======== Source records

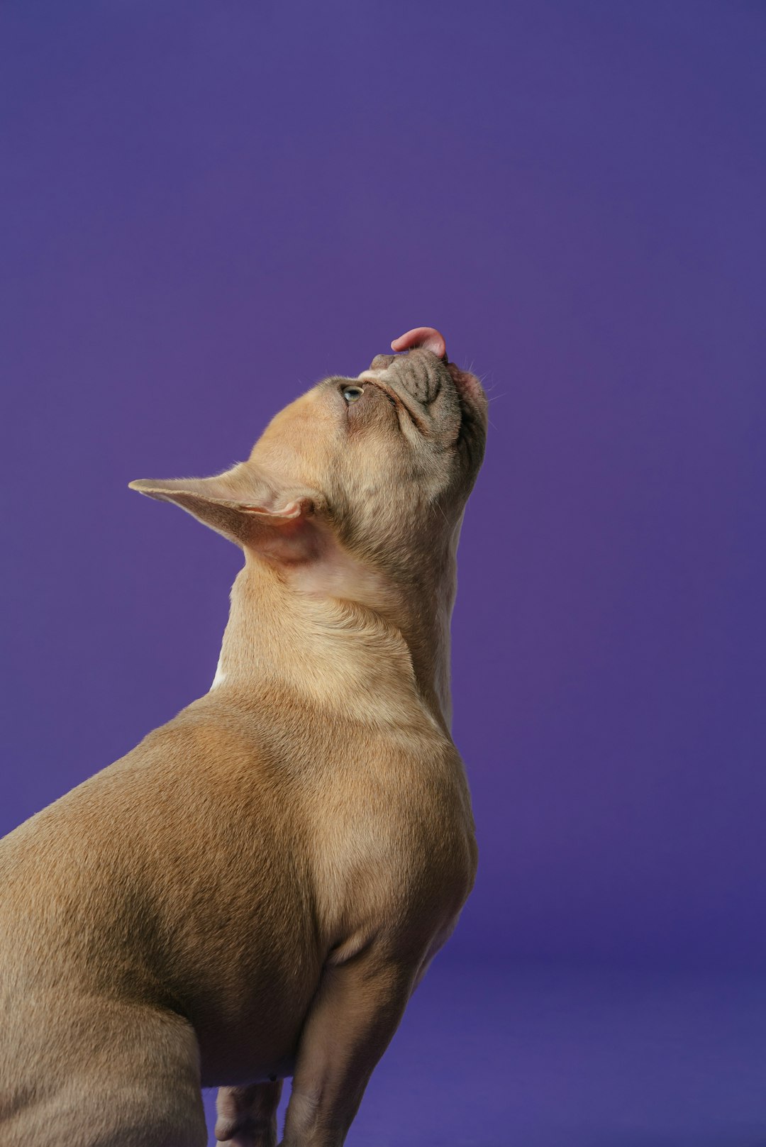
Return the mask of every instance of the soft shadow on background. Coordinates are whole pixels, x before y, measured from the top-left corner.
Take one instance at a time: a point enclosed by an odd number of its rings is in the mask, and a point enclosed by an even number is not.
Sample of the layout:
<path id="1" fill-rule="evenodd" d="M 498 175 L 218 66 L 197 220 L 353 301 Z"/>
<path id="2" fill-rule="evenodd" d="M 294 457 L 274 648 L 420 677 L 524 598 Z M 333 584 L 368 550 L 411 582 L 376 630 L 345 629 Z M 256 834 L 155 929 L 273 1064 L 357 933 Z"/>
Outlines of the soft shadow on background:
<path id="1" fill-rule="evenodd" d="M 427 323 L 493 399 L 476 890 L 350 1145 L 766 1142 L 766 8 L 9 2 L 0 830 L 206 690 L 216 473 Z"/>

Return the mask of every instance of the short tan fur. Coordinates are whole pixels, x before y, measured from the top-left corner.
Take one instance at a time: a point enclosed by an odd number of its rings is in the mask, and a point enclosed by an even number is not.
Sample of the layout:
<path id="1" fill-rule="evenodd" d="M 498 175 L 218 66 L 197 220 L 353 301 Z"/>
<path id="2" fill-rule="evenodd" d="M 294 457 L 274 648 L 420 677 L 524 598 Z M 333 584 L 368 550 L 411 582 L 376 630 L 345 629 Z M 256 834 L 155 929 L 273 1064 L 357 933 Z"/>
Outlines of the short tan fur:
<path id="1" fill-rule="evenodd" d="M 476 871 L 450 615 L 486 434 L 416 328 L 211 478 L 237 544 L 210 692 L 0 841 L 0 1145 L 341 1147 Z"/>

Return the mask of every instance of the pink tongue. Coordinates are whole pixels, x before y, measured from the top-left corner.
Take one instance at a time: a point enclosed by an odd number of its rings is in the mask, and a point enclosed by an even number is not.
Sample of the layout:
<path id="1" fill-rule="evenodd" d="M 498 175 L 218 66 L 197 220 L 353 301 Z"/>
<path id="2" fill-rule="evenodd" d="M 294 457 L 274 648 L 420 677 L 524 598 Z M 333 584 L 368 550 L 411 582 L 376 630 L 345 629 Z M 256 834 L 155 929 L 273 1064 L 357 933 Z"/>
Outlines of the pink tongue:
<path id="1" fill-rule="evenodd" d="M 425 351 L 432 351 L 437 358 L 444 358 L 447 353 L 443 336 L 433 327 L 414 327 L 406 335 L 399 335 L 391 343 L 392 351 L 409 351 L 415 346 L 422 346 Z"/>

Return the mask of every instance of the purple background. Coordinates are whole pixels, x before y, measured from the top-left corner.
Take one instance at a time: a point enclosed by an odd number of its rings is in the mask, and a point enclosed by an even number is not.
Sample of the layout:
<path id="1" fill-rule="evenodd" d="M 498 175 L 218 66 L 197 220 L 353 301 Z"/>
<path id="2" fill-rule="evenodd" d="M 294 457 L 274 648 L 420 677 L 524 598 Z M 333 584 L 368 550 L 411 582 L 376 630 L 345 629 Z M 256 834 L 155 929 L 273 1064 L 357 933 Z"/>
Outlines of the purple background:
<path id="1" fill-rule="evenodd" d="M 766 8 L 1 21 L 0 830 L 212 679 L 239 553 L 126 483 L 222 469 L 429 323 L 493 398 L 441 959 L 763 968 Z"/>

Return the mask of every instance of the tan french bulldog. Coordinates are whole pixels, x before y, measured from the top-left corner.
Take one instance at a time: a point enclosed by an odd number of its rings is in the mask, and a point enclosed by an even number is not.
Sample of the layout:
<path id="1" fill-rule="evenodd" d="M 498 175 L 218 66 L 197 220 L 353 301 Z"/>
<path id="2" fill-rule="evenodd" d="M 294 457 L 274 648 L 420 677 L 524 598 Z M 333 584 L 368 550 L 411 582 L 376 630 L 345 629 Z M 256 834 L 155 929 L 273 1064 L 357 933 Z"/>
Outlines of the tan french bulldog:
<path id="1" fill-rule="evenodd" d="M 0 842 L 1 1147 L 341 1147 L 474 883 L 450 736 L 486 434 L 438 331 L 212 478 L 131 486 L 244 552 L 210 692 Z"/>

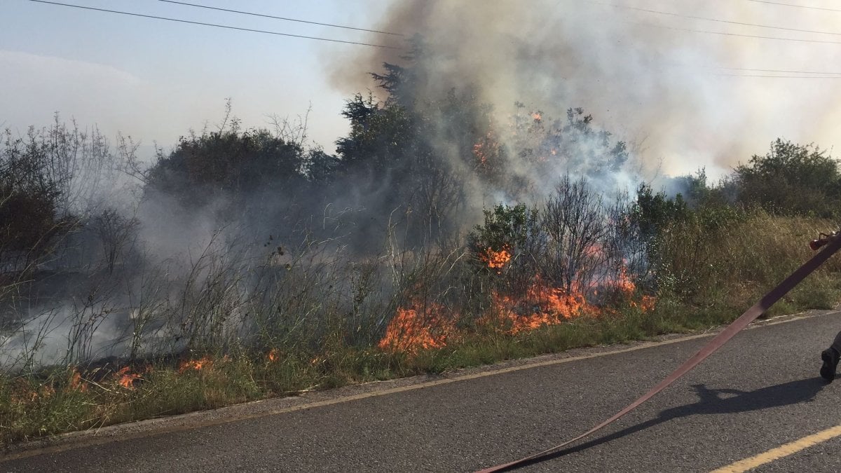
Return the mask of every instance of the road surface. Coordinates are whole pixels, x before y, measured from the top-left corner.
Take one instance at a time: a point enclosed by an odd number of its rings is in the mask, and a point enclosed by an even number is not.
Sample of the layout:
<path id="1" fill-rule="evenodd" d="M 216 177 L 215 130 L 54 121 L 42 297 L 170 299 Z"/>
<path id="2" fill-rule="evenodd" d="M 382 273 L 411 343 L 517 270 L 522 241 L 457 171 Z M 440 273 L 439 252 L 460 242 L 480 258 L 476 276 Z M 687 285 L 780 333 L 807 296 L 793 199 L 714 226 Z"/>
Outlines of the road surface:
<path id="1" fill-rule="evenodd" d="M 521 471 L 710 471 L 738 461 L 756 471 L 841 471 L 841 380 L 817 373 L 839 329 L 841 313 L 829 312 L 745 330 L 590 441 Z M 471 471 L 600 423 L 711 336 L 108 428 L 13 449 L 0 470 Z"/>

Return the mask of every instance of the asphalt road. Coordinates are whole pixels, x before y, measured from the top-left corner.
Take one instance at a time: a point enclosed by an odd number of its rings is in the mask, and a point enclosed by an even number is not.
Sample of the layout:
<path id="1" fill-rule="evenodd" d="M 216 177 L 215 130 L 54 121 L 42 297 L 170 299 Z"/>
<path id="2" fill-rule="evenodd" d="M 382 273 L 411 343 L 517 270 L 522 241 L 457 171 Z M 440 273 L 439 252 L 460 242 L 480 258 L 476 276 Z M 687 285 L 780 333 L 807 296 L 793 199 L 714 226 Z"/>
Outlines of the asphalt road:
<path id="1" fill-rule="evenodd" d="M 829 313 L 738 334 L 590 441 L 521 471 L 709 471 L 841 424 Z M 609 347 L 140 423 L 6 452 L 4 471 L 471 471 L 574 437 L 709 337 Z M 620 353 L 616 350 L 624 350 Z M 569 357 L 574 357 L 569 359 Z M 841 471 L 841 437 L 758 471 Z"/>

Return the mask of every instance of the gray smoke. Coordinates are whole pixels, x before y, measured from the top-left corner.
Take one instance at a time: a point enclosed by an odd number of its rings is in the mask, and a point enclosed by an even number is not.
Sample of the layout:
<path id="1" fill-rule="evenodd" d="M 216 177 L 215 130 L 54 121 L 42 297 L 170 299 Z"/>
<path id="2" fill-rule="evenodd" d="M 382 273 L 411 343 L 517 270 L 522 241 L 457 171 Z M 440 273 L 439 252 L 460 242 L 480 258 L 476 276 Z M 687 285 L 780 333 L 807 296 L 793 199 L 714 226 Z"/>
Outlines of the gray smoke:
<path id="1" fill-rule="evenodd" d="M 621 5 L 684 16 L 586 0 L 407 0 L 395 2 L 376 28 L 423 36 L 425 93 L 470 85 L 496 106 L 500 120 L 515 101 L 553 116 L 583 107 L 636 145 L 648 178 L 701 167 L 720 175 L 764 154 L 777 137 L 825 148 L 834 143 L 838 81 L 785 71 L 832 69 L 841 55 L 832 44 L 838 36 L 686 18 L 832 32 L 829 13 L 749 2 Z M 365 72 L 399 63 L 401 54 L 368 49 L 344 56 L 331 71 L 333 83 L 348 92 L 375 89 Z"/>

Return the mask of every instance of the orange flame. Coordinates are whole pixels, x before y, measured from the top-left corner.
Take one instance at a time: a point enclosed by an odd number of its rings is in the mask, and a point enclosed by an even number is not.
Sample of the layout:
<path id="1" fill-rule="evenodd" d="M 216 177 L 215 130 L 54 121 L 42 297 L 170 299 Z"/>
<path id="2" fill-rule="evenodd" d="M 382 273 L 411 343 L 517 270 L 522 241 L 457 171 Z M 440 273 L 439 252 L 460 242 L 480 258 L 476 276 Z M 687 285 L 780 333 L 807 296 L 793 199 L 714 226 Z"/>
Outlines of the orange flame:
<path id="1" fill-rule="evenodd" d="M 605 261 L 603 248 L 591 245 L 585 248 L 584 255 L 600 264 Z M 500 269 L 511 259 L 510 247 L 504 245 L 500 251 L 488 247 L 480 251 L 479 259 L 489 268 Z M 502 322 L 503 330 L 510 334 L 537 329 L 541 327 L 557 325 L 572 318 L 582 316 L 611 315 L 615 310 L 595 306 L 588 297 L 599 295 L 599 290 L 606 290 L 610 297 L 616 297 L 614 302 L 624 302 L 631 307 L 637 307 L 643 312 L 654 308 L 657 300 L 650 295 L 637 294 L 637 286 L 627 268 L 622 264 L 613 277 L 606 280 L 593 281 L 587 287 L 584 283 L 575 283 L 568 289 L 553 287 L 541 276 L 535 275 L 528 287 L 519 295 L 501 295 L 492 293 L 494 309 L 479 319 L 479 323 L 497 326 Z M 407 307 L 400 307 L 389 323 L 385 336 L 380 340 L 381 349 L 416 353 L 420 348 L 438 348 L 458 337 L 455 321 L 458 313 L 445 312 L 443 307 L 434 303 L 422 307 L 413 303 Z"/>
<path id="2" fill-rule="evenodd" d="M 140 375 L 135 373 L 130 373 L 129 371 L 130 370 L 130 367 L 124 366 L 114 373 L 114 376 L 117 379 L 117 384 L 126 389 L 134 389 L 135 380 L 139 380 Z"/>
<path id="3" fill-rule="evenodd" d="M 563 289 L 544 284 L 539 276 L 535 276 L 525 297 L 516 299 L 495 294 L 494 303 L 499 315 L 510 322 L 508 332 L 511 334 L 599 312 L 597 307 L 587 302 L 584 293 L 577 287 L 568 294 Z"/>
<path id="4" fill-rule="evenodd" d="M 200 371 L 203 369 L 209 369 L 211 366 L 213 366 L 213 360 L 210 359 L 210 357 L 205 356 L 198 359 L 188 359 L 178 366 L 178 373 L 183 373 L 188 369 Z"/>
<path id="5" fill-rule="evenodd" d="M 82 374 L 77 371 L 75 368 L 70 375 L 70 389 L 77 390 L 81 392 L 86 392 L 87 391 L 87 383 L 82 379 Z"/>
<path id="6" fill-rule="evenodd" d="M 502 249 L 498 252 L 495 252 L 494 248 L 488 247 L 484 253 L 479 253 L 479 258 L 488 263 L 488 268 L 501 269 L 511 259 L 510 249 L 507 244 L 503 245 Z"/>
<path id="7" fill-rule="evenodd" d="M 446 316 L 442 307 L 437 304 L 429 303 L 420 309 L 399 307 L 397 315 L 389 322 L 378 346 L 384 350 L 409 353 L 420 348 L 440 348 L 454 332 L 454 320 Z"/>

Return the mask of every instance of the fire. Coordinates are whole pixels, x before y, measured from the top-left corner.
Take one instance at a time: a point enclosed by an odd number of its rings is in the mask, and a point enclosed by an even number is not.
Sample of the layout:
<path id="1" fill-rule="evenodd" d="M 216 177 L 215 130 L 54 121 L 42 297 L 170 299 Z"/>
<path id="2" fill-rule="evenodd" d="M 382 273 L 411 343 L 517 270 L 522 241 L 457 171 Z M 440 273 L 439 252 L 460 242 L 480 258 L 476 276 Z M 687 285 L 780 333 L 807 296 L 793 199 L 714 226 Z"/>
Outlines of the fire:
<path id="1" fill-rule="evenodd" d="M 494 132 L 489 131 L 473 146 L 473 153 L 479 160 L 479 164 L 483 167 L 487 167 L 488 162 L 499 152 L 499 148 L 500 143 L 494 136 Z"/>
<path id="2" fill-rule="evenodd" d="M 201 371 L 203 369 L 207 369 L 211 366 L 213 366 L 213 360 L 210 359 L 210 357 L 205 356 L 198 359 L 188 359 L 178 366 L 178 373 L 183 373 L 188 369 Z"/>
<path id="3" fill-rule="evenodd" d="M 75 368 L 70 375 L 70 389 L 82 392 L 87 391 L 87 383 L 82 379 L 82 374 L 77 371 Z"/>
<path id="4" fill-rule="evenodd" d="M 584 249 L 584 256 L 593 264 L 604 264 L 607 256 L 599 245 L 590 245 Z M 500 251 L 493 247 L 479 250 L 479 260 L 488 268 L 496 269 L 501 274 L 501 268 L 511 260 L 511 249 L 503 245 Z M 654 308 L 657 300 L 650 295 L 637 294 L 637 285 L 628 274 L 624 262 L 612 275 L 597 272 L 593 280 L 574 281 L 564 288 L 554 285 L 541 277 L 534 275 L 525 290 L 519 294 L 491 294 L 493 309 L 481 315 L 480 324 L 500 327 L 509 334 L 517 334 L 540 328 L 544 326 L 558 325 L 579 316 L 603 316 L 617 314 L 611 308 L 611 303 L 620 303 L 619 306 L 636 307 L 643 312 Z M 603 294 L 607 295 L 606 299 Z M 588 300 L 590 299 L 590 300 Z M 605 304 L 602 307 L 597 302 Z M 416 353 L 422 348 L 439 348 L 446 346 L 459 334 L 455 325 L 460 315 L 435 303 L 420 306 L 413 303 L 399 307 L 389 323 L 385 336 L 378 343 L 381 349 Z"/>
<path id="5" fill-rule="evenodd" d="M 557 325 L 584 314 L 595 315 L 599 309 L 587 302 L 577 286 L 568 293 L 552 287 L 535 276 L 522 298 L 494 295 L 498 314 L 511 323 L 509 333 L 534 330 L 544 325 Z"/>
<path id="6" fill-rule="evenodd" d="M 414 308 L 399 307 L 379 341 L 379 348 L 390 351 L 414 353 L 420 348 L 440 348 L 448 337 L 455 333 L 452 317 L 446 316 L 443 308 L 435 303 L 413 304 Z"/>
<path id="7" fill-rule="evenodd" d="M 117 379 L 117 384 L 126 389 L 133 389 L 135 387 L 135 380 L 139 380 L 140 375 L 136 373 L 130 373 L 130 367 L 124 366 L 114 373 L 114 377 Z"/>
<path id="8" fill-rule="evenodd" d="M 502 246 L 502 249 L 495 252 L 494 248 L 488 247 L 488 248 L 483 253 L 479 253 L 479 258 L 484 263 L 488 263 L 488 268 L 494 269 L 501 269 L 506 263 L 511 259 L 510 247 L 507 244 Z M 500 273 L 500 271 L 497 271 Z"/>

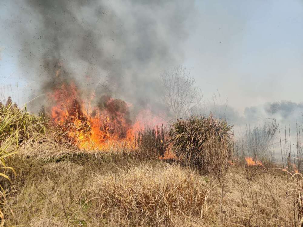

================

Given request
Arrange as a numbered list the part of the records that opens with the line containing "Return the mask of every instance of the short" and closes with the line containing "476 871 L 450", leaving out any blank lines.

The answer
1. Return the mask of every instance of the short tan fur. Coordinates are whole pixels, x before y, measured from the top-left corner.
2. Take one instance at a time: a point enclosed by an odd number of its rings is in the mask, and a point enclosed by an even number is not.
3. Sample of the layout:
4. <path id="1" fill-rule="evenodd" d="M 498 175 L 218 66 L 197 220 L 353 301 Z"/>
5. <path id="2" fill-rule="evenodd" d="M 294 457 L 274 648 L 420 677 L 524 598 Z M 333 584 L 368 550 L 411 582 L 376 630 L 345 629 Z M 256 834 L 155 929 L 273 1064 L 357 933 Z"/>
6. Outlines of the short tan fur:
7. <path id="1" fill-rule="evenodd" d="M 476 871 L 450 615 L 486 434 L 416 328 L 211 478 L 237 544 L 210 692 L 0 841 L 0 1145 L 341 1147 Z"/>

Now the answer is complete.